Given exercise | Reproduce the entries word for word, from the line containing "Every instance of the green wall panel gets" through the line containing "Please outline every instance of the green", and copy nothing else.

Dataset entries |

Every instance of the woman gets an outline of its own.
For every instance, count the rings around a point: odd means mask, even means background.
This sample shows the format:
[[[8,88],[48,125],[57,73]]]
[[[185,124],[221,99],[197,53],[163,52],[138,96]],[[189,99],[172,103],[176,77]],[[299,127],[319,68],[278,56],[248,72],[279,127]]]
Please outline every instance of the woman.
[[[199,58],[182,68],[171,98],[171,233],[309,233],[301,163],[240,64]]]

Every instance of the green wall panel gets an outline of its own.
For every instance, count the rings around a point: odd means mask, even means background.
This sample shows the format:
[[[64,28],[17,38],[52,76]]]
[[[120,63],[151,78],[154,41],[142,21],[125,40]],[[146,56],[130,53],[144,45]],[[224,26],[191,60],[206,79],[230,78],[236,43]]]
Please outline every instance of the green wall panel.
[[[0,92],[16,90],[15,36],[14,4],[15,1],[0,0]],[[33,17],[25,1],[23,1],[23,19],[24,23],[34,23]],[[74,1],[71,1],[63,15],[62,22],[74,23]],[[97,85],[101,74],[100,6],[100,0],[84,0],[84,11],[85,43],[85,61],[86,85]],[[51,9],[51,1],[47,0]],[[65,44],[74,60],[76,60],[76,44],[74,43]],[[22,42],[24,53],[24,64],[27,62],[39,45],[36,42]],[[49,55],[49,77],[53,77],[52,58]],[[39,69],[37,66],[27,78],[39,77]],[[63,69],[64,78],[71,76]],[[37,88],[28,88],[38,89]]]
--
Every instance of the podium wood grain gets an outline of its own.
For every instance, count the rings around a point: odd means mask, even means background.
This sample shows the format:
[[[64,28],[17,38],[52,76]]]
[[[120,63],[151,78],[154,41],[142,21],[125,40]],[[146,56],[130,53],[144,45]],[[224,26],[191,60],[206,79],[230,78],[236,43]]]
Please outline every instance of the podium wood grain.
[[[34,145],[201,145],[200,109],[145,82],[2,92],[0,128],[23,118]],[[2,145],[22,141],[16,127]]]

Correct response |
Every instance of the green wall panel gets an outline of its own.
For every instance, count the rings around a point: odd means mask, even means background.
This sample shows the format:
[[[64,28],[17,38],[52,76]]]
[[[120,63],[151,78],[154,41],[142,21],[125,40]],[[146,56],[130,53],[144,45]],[[224,26],[191,60],[206,79],[230,78],[236,43]]]
Please outline every instance of the green wall panel.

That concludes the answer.